WHAT THE TASK REQUIRES:
Type out word for word the section of the Aswan travel account below, beginning at the words "When we asked" and stopping after "to his house.".

PASSAGE SHOWN:
- - -
April 15-August 2, 2014
Since we seemed to have some time on our hands we decided to see if we could find a replacement for our gas cannisters. We wandered up and down the souk, stopping to ask at every hardware store or any store that looked like it might have what we needed.
The shopkeepers were always helpful, even when they inevitably didn’t have what we needed. In that case they would send us to another store where they thought we might find what we were looking for. The last time we’d seen gas cannisters was in Cairo and it wouldn’t be until Kenya that we’d see them again.
One of the shopkeepers could speak pretty good English. Matta didn’t have what we needed, but he claimed to know someone who did. He made us promise that we wouldn’t go to anyone else and he could help us out. This insistance should have been a warning sign of his true personality, but we agreed.
Matta’s friend didn’t have what we needed, but Matta seemed like a friendly guy and we made it a habit to stop by his store and chat over tea every few evenings. He repeatedly invited us to visit his family. Eventually we gave in.
His extended family lived in a large building a few minutes walk from his store, so one evening we all walked over together. Matta’s family is Christian, a minority in Egypt. None of the women covered their heads and it was a change to see uncovered women.
Even though there were family apartments, everybody kept their doors open, so it was more like one huge house. Cousins would be running up and down the stairs to play together on the rooftop and the adults would all get together in one sitting room.
We immediately felt welcome. Matta had to return to his store while we stayed and visited. We met his wife and her sisters and aunts and countless other relatives. It was hard to keep track of how everyone was related to each other. We were happy to be able to practice our bits of Arabic.
Lola, one of the nieces, was turning 17 in two days and invited us back to her birthday party. It turned out to be a joint party to also celebrate the 21st birthday of her brother, Felo. A total family affair, we were the only people who weren’t family in some way. One of the cousins makes cakes for a hobby. He’d prepared three professional-grade cakes.
When we asked Matta directions to the biggest supermarket in town, he offered to drive us there. Still a pretty small place, it was the biggest around and we took our time walking through the aisles. After we’d finished, Matt invited us to come to his house.
He lived in a residential area, a few kilometers from the river. There’d been some problems between the Arabs and Nubians in a neighborhood close to him. There were still tanks and a strong military presence around. After a quick drink, he took us to see the chemical factory, one of the major employers in Aswan. As we approached the factory we could smell an unpleasant odor.
- - -
GIVEN DATA:
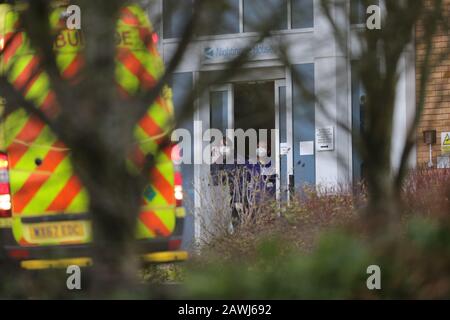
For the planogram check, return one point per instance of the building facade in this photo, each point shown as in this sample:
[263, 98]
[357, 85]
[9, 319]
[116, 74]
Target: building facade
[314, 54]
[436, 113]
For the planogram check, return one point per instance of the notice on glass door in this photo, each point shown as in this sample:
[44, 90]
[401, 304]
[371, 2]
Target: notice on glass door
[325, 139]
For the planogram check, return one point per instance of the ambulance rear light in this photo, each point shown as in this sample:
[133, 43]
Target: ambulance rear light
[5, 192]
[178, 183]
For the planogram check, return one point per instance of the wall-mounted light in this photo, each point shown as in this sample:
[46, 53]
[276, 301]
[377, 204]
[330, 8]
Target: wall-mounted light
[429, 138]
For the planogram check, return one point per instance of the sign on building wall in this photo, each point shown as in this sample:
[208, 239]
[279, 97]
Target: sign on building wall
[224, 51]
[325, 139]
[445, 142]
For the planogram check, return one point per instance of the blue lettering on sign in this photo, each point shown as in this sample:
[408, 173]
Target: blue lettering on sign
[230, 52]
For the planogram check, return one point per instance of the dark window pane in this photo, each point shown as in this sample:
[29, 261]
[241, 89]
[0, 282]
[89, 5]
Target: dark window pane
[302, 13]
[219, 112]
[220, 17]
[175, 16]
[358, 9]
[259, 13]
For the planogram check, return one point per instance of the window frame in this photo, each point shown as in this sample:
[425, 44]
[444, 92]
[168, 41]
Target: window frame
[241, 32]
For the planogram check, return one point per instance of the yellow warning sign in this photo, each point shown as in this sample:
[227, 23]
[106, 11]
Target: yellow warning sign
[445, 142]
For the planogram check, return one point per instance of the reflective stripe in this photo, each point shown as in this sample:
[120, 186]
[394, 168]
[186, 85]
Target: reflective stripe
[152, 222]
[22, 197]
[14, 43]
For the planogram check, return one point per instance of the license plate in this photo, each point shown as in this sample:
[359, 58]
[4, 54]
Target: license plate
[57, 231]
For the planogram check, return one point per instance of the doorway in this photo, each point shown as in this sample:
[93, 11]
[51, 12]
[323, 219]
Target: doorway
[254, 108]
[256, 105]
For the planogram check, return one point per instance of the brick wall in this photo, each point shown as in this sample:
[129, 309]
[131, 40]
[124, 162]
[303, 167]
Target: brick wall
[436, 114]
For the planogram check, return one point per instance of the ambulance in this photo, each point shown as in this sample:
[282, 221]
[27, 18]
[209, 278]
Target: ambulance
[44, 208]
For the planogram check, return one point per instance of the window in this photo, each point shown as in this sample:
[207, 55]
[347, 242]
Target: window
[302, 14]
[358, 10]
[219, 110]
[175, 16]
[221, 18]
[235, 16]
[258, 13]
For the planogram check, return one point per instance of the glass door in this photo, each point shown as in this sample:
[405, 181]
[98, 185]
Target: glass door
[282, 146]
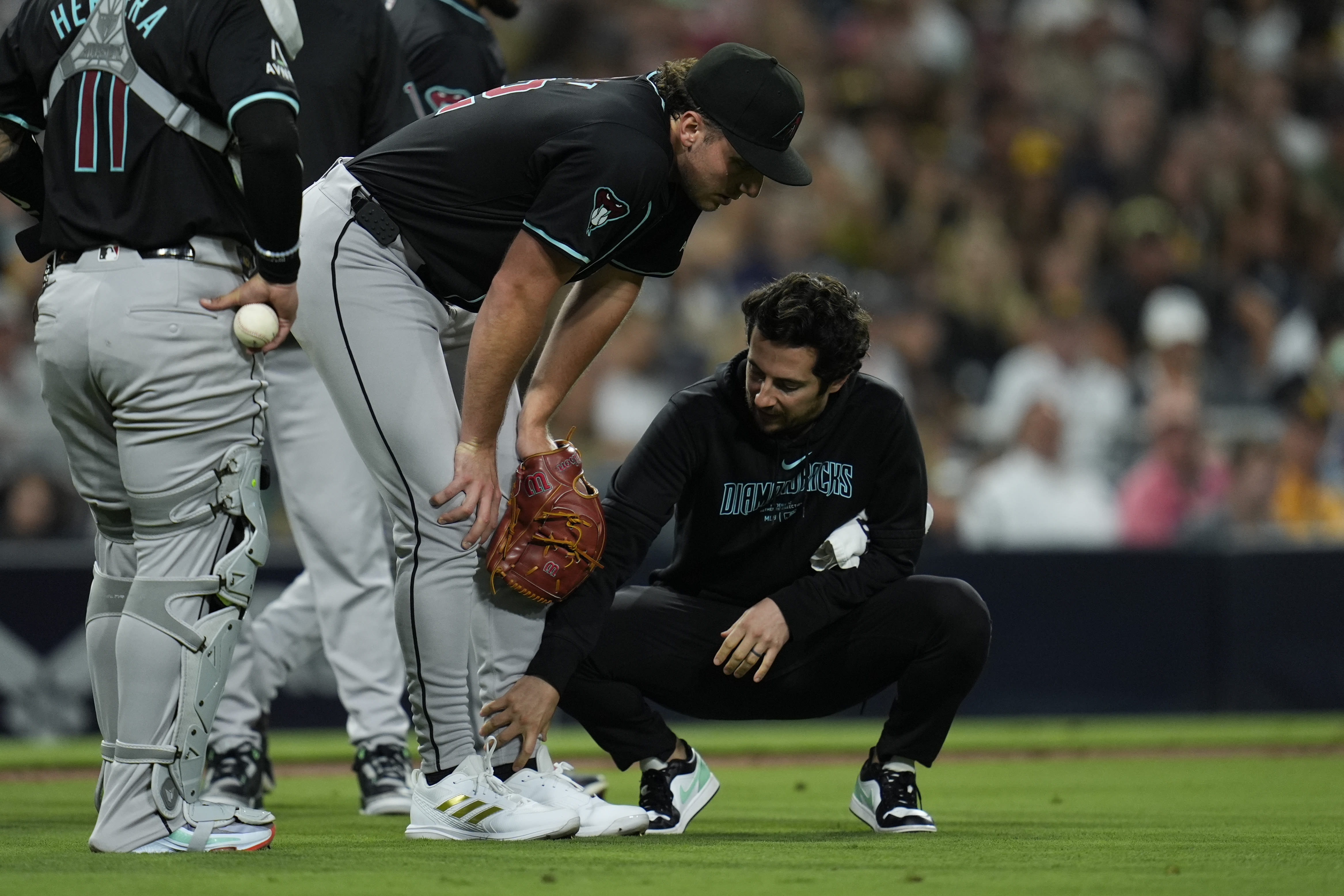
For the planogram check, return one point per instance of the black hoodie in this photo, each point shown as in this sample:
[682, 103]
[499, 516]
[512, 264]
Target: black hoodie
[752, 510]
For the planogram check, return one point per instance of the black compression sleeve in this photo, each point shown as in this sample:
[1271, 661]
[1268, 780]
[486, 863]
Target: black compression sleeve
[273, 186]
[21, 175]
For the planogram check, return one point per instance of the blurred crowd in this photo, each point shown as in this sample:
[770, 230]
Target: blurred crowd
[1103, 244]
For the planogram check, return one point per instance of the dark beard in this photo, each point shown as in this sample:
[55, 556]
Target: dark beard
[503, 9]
- - -
EXERCISE OUTPUT:
When we asked Matta directions to the biggest supermarket in town, he offered to drive us there. Still a pretty small place, it was the biggest around and we took our time walking through the aisles. After we’d finished, Matt invited us to come to his house.